**Task statement:** Please find every line below that contains the word "grass" and copy each one in full. Case counts.

═══ Dataset rows ═══

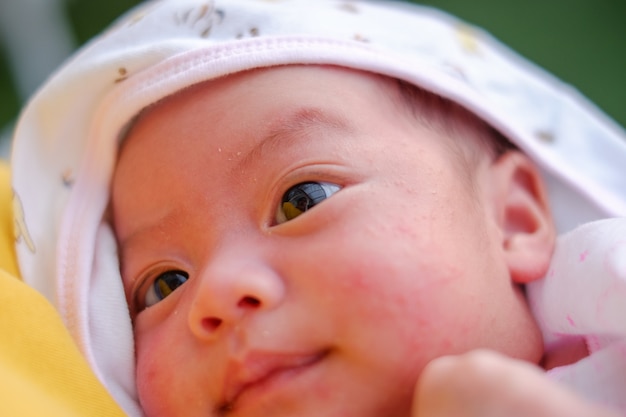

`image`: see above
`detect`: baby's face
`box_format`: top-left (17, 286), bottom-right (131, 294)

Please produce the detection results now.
top-left (112, 66), bottom-right (540, 417)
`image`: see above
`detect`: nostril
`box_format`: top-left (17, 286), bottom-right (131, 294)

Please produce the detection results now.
top-left (202, 317), bottom-right (222, 332)
top-left (237, 296), bottom-right (261, 308)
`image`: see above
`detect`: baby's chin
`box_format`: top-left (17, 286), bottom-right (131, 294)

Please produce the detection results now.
top-left (540, 336), bottom-right (589, 371)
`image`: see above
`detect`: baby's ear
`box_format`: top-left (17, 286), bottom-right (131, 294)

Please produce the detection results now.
top-left (491, 151), bottom-right (555, 284)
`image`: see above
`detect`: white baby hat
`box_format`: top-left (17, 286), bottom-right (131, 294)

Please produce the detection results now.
top-left (12, 0), bottom-right (626, 416)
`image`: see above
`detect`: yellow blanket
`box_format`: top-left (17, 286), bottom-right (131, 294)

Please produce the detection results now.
top-left (0, 164), bottom-right (124, 417)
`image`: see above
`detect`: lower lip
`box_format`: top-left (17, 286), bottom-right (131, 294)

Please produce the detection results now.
top-left (227, 352), bottom-right (327, 415)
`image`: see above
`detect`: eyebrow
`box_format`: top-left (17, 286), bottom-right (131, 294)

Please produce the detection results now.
top-left (235, 107), bottom-right (353, 169)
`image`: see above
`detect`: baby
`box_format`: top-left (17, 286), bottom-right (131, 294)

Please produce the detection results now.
top-left (9, 0), bottom-right (626, 417)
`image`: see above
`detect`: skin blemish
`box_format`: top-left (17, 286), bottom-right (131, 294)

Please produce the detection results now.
top-left (579, 249), bottom-right (589, 262)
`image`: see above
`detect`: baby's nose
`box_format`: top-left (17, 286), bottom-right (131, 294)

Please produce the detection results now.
top-left (189, 259), bottom-right (285, 341)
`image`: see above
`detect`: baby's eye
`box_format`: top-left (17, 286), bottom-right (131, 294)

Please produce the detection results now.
top-left (144, 271), bottom-right (189, 307)
top-left (276, 182), bottom-right (339, 224)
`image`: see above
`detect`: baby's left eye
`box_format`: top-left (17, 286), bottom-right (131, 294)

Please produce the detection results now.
top-left (276, 182), bottom-right (340, 224)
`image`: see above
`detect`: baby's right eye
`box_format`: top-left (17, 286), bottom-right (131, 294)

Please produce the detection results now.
top-left (144, 271), bottom-right (189, 307)
top-left (275, 181), bottom-right (340, 224)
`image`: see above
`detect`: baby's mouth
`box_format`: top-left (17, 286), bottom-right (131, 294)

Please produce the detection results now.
top-left (215, 350), bottom-right (329, 416)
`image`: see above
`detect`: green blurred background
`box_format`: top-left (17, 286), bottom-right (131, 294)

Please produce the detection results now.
top-left (0, 0), bottom-right (626, 145)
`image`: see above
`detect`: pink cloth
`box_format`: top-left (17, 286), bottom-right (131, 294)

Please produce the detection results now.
top-left (528, 218), bottom-right (626, 415)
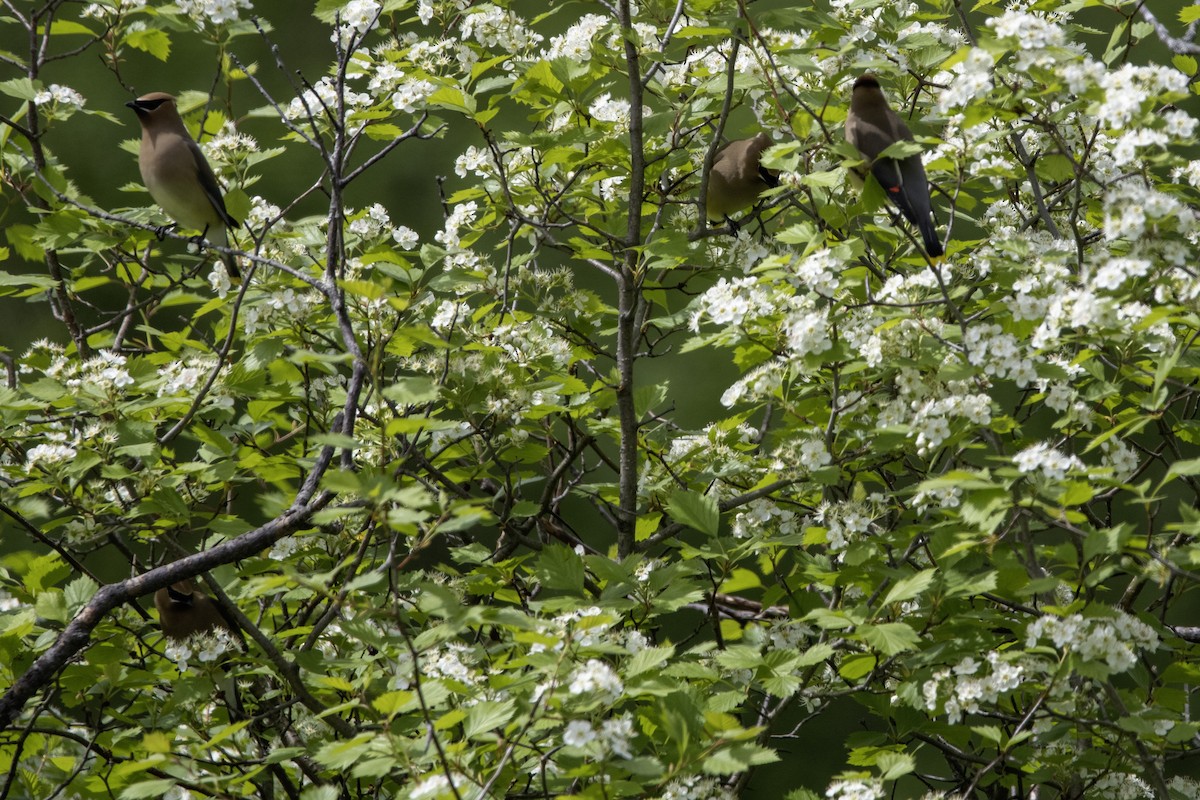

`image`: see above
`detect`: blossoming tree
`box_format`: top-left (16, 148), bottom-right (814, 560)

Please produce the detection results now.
top-left (0, 0), bottom-right (1200, 800)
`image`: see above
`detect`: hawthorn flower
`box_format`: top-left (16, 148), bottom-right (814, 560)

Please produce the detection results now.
top-left (175, 0), bottom-right (254, 28)
top-left (34, 83), bottom-right (86, 108)
top-left (566, 658), bottom-right (625, 699)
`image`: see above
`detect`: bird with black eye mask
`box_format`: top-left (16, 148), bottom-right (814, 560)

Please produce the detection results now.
top-left (125, 91), bottom-right (241, 278)
top-left (846, 73), bottom-right (944, 258)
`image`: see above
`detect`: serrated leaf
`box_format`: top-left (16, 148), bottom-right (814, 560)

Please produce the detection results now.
top-left (667, 491), bottom-right (721, 536)
top-left (313, 733), bottom-right (374, 770)
top-left (858, 622), bottom-right (920, 656)
top-left (883, 570), bottom-right (937, 606)
top-left (703, 741), bottom-right (779, 775)
top-left (462, 700), bottom-right (516, 739)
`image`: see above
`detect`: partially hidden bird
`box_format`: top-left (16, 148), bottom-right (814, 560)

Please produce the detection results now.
top-left (846, 73), bottom-right (944, 258)
top-left (704, 133), bottom-right (779, 224)
top-left (125, 91), bottom-right (241, 278)
top-left (154, 579), bottom-right (234, 642)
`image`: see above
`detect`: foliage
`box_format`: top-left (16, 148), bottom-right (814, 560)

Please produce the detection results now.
top-left (0, 0), bottom-right (1200, 800)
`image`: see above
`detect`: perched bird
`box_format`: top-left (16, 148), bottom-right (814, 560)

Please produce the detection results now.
top-left (704, 133), bottom-right (779, 223)
top-left (154, 579), bottom-right (234, 642)
top-left (125, 91), bottom-right (241, 278)
top-left (846, 73), bottom-right (943, 258)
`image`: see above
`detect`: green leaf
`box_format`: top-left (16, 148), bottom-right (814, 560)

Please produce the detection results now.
top-left (313, 733), bottom-right (374, 770)
top-left (667, 489), bottom-right (721, 536)
top-left (858, 622), bottom-right (920, 656)
top-left (703, 741), bottom-right (779, 775)
top-left (534, 542), bottom-right (583, 594)
top-left (883, 570), bottom-right (937, 606)
top-left (463, 700), bottom-right (516, 739)
top-left (124, 28), bottom-right (170, 61)
top-left (118, 777), bottom-right (175, 800)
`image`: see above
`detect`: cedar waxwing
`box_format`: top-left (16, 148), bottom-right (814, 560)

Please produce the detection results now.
top-left (704, 133), bottom-right (779, 223)
top-left (154, 579), bottom-right (233, 640)
top-left (846, 73), bottom-right (943, 258)
top-left (125, 91), bottom-right (241, 278)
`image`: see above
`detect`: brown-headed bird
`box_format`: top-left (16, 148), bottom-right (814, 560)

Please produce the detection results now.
top-left (154, 579), bottom-right (234, 642)
top-left (846, 73), bottom-right (943, 258)
top-left (704, 133), bottom-right (779, 223)
top-left (125, 91), bottom-right (241, 278)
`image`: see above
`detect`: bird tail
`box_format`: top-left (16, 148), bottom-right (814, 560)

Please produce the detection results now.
top-left (221, 256), bottom-right (241, 281)
top-left (917, 215), bottom-right (946, 258)
top-left (204, 225), bottom-right (241, 281)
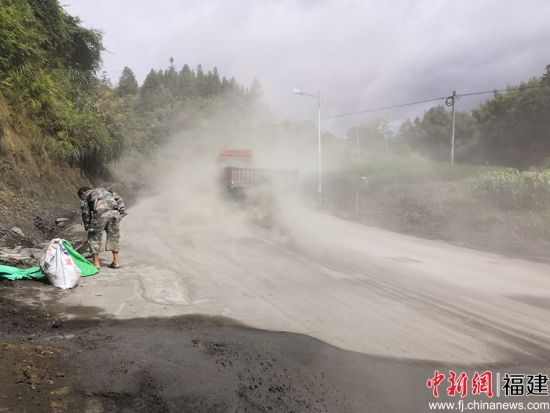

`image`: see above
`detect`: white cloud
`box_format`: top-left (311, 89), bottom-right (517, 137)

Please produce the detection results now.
top-left (67, 0), bottom-right (550, 131)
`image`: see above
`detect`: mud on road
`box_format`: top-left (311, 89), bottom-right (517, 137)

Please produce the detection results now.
top-left (0, 282), bottom-right (376, 412)
top-left (0, 281), bottom-right (540, 413)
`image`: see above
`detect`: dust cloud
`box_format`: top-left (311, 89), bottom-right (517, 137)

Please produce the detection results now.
top-left (115, 108), bottom-right (342, 265)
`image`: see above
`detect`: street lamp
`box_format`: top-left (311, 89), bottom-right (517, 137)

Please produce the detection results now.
top-left (292, 88), bottom-right (323, 206)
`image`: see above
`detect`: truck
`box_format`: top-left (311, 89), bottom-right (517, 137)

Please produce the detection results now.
top-left (217, 148), bottom-right (299, 200)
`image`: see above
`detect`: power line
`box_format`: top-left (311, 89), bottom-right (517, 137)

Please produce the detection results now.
top-left (239, 85), bottom-right (540, 129)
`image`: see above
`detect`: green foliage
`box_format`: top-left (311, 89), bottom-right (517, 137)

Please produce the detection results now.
top-left (472, 169), bottom-right (550, 210)
top-left (473, 75), bottom-right (550, 169)
top-left (347, 119), bottom-right (395, 158)
top-left (336, 155), bottom-right (500, 186)
top-left (400, 106), bottom-right (476, 161)
top-left (400, 65), bottom-right (550, 169)
top-left (116, 66), bottom-right (139, 96)
top-left (0, 0), bottom-right (122, 173)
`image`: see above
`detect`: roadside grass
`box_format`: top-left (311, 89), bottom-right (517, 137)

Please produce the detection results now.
top-left (331, 155), bottom-right (505, 187)
top-left (327, 155), bottom-right (550, 211)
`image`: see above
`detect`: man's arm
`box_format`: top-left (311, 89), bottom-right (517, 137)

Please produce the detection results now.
top-left (80, 198), bottom-right (92, 231)
top-left (111, 192), bottom-right (126, 214)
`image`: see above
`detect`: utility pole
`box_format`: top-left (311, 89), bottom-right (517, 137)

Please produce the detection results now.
top-left (292, 88), bottom-right (323, 207)
top-left (451, 90), bottom-right (456, 165)
top-left (317, 90), bottom-right (323, 206)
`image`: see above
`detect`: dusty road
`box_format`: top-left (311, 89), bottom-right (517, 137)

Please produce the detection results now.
top-left (4, 196), bottom-right (550, 411)
top-left (42, 195), bottom-right (550, 363)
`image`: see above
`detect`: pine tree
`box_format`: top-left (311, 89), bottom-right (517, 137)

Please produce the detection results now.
top-left (116, 66), bottom-right (139, 96)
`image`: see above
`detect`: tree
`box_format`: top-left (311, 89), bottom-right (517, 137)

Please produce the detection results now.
top-left (399, 106), bottom-right (476, 162)
top-left (116, 66), bottom-right (139, 96)
top-left (473, 75), bottom-right (550, 169)
top-left (347, 119), bottom-right (395, 157)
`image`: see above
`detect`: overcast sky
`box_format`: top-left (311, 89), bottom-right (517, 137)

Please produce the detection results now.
top-left (65, 0), bottom-right (550, 132)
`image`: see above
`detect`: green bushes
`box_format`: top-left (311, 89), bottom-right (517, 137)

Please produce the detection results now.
top-left (0, 0), bottom-right (122, 174)
top-left (342, 155), bottom-right (501, 185)
top-left (472, 169), bottom-right (550, 210)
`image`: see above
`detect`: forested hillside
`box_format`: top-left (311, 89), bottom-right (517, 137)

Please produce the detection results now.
top-left (348, 65), bottom-right (550, 169)
top-left (0, 0), bottom-right (261, 241)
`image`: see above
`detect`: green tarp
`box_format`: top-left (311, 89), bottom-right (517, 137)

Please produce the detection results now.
top-left (0, 240), bottom-right (99, 281)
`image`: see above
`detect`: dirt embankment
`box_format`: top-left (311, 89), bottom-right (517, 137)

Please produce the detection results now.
top-left (0, 96), bottom-right (89, 247)
top-left (325, 177), bottom-right (550, 260)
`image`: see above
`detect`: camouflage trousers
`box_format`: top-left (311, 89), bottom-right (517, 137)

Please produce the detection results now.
top-left (88, 210), bottom-right (120, 254)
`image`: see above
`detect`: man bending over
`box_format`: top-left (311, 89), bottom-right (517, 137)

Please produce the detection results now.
top-left (78, 186), bottom-right (126, 268)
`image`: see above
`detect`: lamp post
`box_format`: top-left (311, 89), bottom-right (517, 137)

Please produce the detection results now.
top-left (292, 88), bottom-right (323, 206)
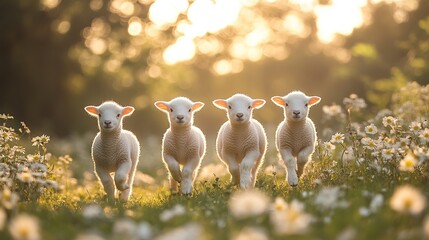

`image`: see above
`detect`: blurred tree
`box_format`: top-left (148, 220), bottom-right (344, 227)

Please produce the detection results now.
top-left (0, 0), bottom-right (429, 136)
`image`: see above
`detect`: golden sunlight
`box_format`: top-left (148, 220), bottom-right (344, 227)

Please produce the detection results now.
top-left (315, 0), bottom-right (366, 43)
top-left (145, 0), bottom-right (418, 65)
top-left (163, 37), bottom-right (196, 65)
top-left (128, 17), bottom-right (143, 36)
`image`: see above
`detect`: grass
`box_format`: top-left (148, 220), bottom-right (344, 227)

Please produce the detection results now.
top-left (0, 155), bottom-right (429, 239)
top-left (0, 84), bottom-right (429, 240)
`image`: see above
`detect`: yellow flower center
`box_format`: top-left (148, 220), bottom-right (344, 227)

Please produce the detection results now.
top-left (18, 226), bottom-right (30, 239)
top-left (404, 198), bottom-right (413, 210)
top-left (405, 159), bottom-right (414, 168)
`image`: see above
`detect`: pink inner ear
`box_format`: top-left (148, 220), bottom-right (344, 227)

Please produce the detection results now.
top-left (272, 97), bottom-right (285, 106)
top-left (192, 102), bottom-right (204, 111)
top-left (252, 99), bottom-right (265, 108)
top-left (155, 102), bottom-right (168, 111)
top-left (85, 106), bottom-right (98, 115)
top-left (214, 99), bottom-right (228, 108)
top-left (308, 97), bottom-right (321, 106)
top-left (122, 107), bottom-right (134, 116)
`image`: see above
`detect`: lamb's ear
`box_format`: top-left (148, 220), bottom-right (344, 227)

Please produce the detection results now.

═══

**Output of the task:**
`detect`: roadside grass
`detect`: grass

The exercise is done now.